- Problem
Write out the records below again, replacing every occurrence of "one point per instance" with "one point for each instance" and leaving everything else unchanged.

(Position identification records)
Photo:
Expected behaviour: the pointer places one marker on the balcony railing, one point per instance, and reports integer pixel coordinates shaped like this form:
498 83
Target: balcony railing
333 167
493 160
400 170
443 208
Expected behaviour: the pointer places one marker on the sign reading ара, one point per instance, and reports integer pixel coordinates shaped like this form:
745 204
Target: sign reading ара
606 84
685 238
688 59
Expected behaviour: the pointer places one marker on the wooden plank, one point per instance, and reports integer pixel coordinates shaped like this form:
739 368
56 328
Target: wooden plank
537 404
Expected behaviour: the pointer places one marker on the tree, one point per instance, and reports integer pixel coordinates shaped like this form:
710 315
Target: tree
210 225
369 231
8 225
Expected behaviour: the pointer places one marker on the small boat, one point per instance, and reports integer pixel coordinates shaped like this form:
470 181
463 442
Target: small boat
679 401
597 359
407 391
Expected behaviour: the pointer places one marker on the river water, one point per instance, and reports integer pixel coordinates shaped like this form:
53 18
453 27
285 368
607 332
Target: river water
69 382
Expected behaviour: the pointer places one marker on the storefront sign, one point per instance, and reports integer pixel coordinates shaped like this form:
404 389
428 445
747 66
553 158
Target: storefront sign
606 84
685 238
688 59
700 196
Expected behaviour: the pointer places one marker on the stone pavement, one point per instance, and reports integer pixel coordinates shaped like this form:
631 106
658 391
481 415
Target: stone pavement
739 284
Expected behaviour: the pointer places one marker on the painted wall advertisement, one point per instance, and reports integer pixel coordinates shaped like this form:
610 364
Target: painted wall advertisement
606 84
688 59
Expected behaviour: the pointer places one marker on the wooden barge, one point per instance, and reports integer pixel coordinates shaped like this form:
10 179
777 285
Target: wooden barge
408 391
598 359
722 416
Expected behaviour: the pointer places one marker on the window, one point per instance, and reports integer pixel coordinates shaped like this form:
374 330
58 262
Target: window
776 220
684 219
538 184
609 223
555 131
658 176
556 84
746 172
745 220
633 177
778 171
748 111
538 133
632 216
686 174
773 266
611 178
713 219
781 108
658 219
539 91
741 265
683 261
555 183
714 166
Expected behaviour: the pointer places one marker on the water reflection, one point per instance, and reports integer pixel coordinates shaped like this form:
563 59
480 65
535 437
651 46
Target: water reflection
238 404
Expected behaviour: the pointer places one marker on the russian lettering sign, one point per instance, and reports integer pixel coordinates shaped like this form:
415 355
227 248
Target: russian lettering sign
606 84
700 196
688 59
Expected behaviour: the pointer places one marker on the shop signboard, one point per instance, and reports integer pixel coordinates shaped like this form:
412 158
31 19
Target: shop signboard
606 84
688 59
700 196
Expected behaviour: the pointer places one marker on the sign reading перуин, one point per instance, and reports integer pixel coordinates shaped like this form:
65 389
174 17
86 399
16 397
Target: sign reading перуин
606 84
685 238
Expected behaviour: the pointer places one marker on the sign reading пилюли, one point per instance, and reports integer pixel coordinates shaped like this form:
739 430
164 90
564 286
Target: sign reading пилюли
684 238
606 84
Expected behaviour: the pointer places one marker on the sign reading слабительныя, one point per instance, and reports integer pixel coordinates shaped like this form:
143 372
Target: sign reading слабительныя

- Written solution
Photo:
Expected behaviour: the pointer places one marker on the balcony railing, one point for each instance, and reports integer pixel coordinates shaped like this form:
498 83
Target: balcony railing
333 167
493 160
400 170
443 208
Expected behaviour: the pointer places one marker on the sign reading ара, one point for each instance, and reports integer pixel coordinates shaped like this form:
745 204
Target: sign reading ара
606 84
685 238
688 59
Expected behaviour: the pointer places one marker on the wooden plank, one point for each instance, and reports integer pixel coordinates shaped like this form:
739 368
56 328
Target: wooden plank
537 404
Expected behaviour: the pointer places one marker on the tree, one point for each instance, and reports integer pixel coordinates shaped like this form:
710 315
Target: tree
210 225
369 231
8 225
Expected behaviour: the pointer places one marker on the small boat, one point for each instance, and reports integer pixel coordinates shaped like this form:
470 181
463 442
Target: small boat
679 401
597 359
407 391
Expected behaviour: the pointer places one marker on the river water, one point for each instance, and reports integer pixel coordinates shaped like this form:
53 18
453 27
285 368
607 332
Target: river water
69 382
Expected behaviour: the pointer places one marker on the storefront sign, one point for each instance, and reports integer pixel coordinates shaped like this form:
404 389
428 445
747 66
553 158
Target: storefront sign
606 84
685 238
688 59
700 196
Expected behaviour: the pointer places one marker on the stone pavement, one point for each instance, and reports integer pixel coordinates shaped like this form:
631 106
658 391
481 415
Target: stone pavement
739 284
Expected behaviour: the pointer places one marker on the painted wall advertisement, one point for each instance, and reports integer pixel coordinates shaped like this form:
610 364
Target: painted wall advertisement
606 84
688 59
Expected behaviour: the pointer places one marker on the wooden barge, one point for each instance, and reports integer pixel coordinates shaped like this form:
10 179
777 285
Target: wooden barge
408 391
598 359
722 416
Expected behaviour: the pointer places one marker on the window, one point for each instance, and reports integer pixel coordinates shaped like this form:
374 330
58 262
Target: window
776 220
684 219
538 184
609 223
555 131
658 176
556 84
746 172
745 220
633 177
778 171
748 111
538 133
632 216
686 174
773 266
611 178
713 219
781 108
658 219
539 91
741 265
683 261
555 183
714 166
Expected behaviour: the pointer places one marker on the water reflection, one point for each instance, and reports integer pixel coordinates shaped like this form:
563 59
480 65
535 437
651 46
Target: water reflection
238 404
Expected behaviour: the pointer places one marker on the russian lettering sign, one point for each instance, and reports integer pixel coordinates shaped like this form:
415 355
227 248
Target: russian lettering sign
606 84
700 196
688 59
Expected behaviour: the pointer places one marker on the shop signboard, one point for each instance, and reports integer pixel coordinates shaped like this form:
412 158
31 19
Target: shop signboard
606 84
688 59
700 196
Expected behaviour: the pointer places one marker on the sign reading перуин, one point for each instance, and reports integer pixel coordinates shaped like this form:
65 389
174 17
86 399
16 397
Target: sign reading перуин
606 84
685 238
Expected behaviour: the pointer places one marker on the sign reading пилюли, one point for each instance, and reports integer pixel coordinates shaped like this form:
739 430
164 90
564 286
Target: sign reading пилюли
684 238
606 84
Expected behaviour: the pointer places one marker on the sign reading слабительныя, one point for each instance, and reports integer pixel coordinates shaped like this form:
143 372
Target: sign reading слабительныя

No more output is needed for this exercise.